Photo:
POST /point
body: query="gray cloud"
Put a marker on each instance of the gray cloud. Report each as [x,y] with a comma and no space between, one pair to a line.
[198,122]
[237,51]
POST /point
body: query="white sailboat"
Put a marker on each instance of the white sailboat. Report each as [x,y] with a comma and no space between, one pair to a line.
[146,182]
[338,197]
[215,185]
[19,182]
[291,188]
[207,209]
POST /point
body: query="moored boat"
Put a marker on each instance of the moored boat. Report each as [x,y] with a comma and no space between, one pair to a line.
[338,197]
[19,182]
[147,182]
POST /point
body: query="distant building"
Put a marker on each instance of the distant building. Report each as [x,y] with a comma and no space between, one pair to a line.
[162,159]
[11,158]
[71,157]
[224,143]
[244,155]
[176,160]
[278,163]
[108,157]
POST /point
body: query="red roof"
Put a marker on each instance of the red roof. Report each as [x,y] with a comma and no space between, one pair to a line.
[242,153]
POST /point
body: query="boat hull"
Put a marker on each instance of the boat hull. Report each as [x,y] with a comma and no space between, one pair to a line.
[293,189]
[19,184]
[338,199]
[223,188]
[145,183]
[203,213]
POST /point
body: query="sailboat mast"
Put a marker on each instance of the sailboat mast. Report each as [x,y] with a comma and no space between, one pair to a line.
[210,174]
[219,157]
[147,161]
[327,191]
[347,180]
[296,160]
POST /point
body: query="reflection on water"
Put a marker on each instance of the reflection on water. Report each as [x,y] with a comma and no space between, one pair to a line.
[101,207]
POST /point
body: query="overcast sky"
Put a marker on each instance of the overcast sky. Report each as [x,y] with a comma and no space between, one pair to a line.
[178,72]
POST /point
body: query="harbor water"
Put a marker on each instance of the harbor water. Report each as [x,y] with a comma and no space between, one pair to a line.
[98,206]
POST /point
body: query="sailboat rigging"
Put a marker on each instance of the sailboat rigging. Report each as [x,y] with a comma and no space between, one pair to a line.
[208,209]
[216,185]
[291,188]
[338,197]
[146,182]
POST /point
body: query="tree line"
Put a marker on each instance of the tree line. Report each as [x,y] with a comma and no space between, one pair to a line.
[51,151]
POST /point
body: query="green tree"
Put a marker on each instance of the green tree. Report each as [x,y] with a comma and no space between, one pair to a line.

:::::

> **PROBLEM REQUIREMENTS**: Copy every record above out again, word for word.

> **ANSWER BOX**:
Photo:
POST /point
body: query="gray cloud"
Put a marker on each instance of the gray cloud. Report each as [x,y] with a comma and no space between, one pair to a line.
[198,122]
[237,51]
POST /point
body: query="white sailboat"
Put a marker on each instance of the white sailboat. Report each as [x,y] with a comma and no space between, one pair to a line.
[146,182]
[338,197]
[215,185]
[19,182]
[291,188]
[207,209]
POST /point
body: query="moored boat"
Put a marker on each instance of the moored boat. Report each as [x,y] with a comma and no space between, one pair to a line.
[338,197]
[19,182]
[147,182]
POST /point
body: query="distant building"
Put a marker on each instance of the distant building. Report each as [x,y] with a comma and no space between, one pair to a line.
[162,159]
[11,158]
[71,157]
[224,143]
[244,155]
[176,160]
[278,163]
[108,157]
POST /point
body: query="red roof"
Put a marker on each instance of the red roof. Report each as [x,y] with a comma and no space between, one pair to a line.
[242,153]
POST /point
body: query="boat hull"
Put a marker on each instance of the boat hull. Report each as [x,y] with a comma and no space between, one pair to a line.
[293,189]
[19,184]
[338,199]
[223,188]
[145,183]
[203,213]
POST /point
body: query="sailboat mast"
Put a marker on each instance of the sailboat mast. Report each as [x,y] with a comma and no space between, one pair to a line.
[210,174]
[219,157]
[147,161]
[327,191]
[347,180]
[296,160]
POST /point
body: query="reflection on water"
Put a marker on each instance of the reflection on water. Report each as [x,y] with a comma and no space between, one pair to a line.
[101,207]
POST /point
body: query="overcast sky"
Put a marker on each instance of the overcast sky. Report each as [x,y] with a comma and no space between, one pair to a line.
[178,72]
POST /point
body: query="harbor water"
Put a marker on each instance of the harbor water. Report each as [x,y] with a comma and no space between, one pair to a line.
[98,206]
POST /point
body: query="sailboat rigging"
Put a marker on each instance of the sailboat rigging. Report each as [x,y] with a comma and no space between, one pair to a line.
[208,209]
[216,185]
[291,188]
[338,197]
[146,182]
POST /point
body: query="tree line"
Put a marker on each instance of the tree line. Report each as [x,y] with a comma and no space between, one pair to a line.
[51,151]
POST /point
body: query="green tree"
Put a marker on each instance of the green tree. Report each as [x,y] with a comma and no space between, one pair to a line.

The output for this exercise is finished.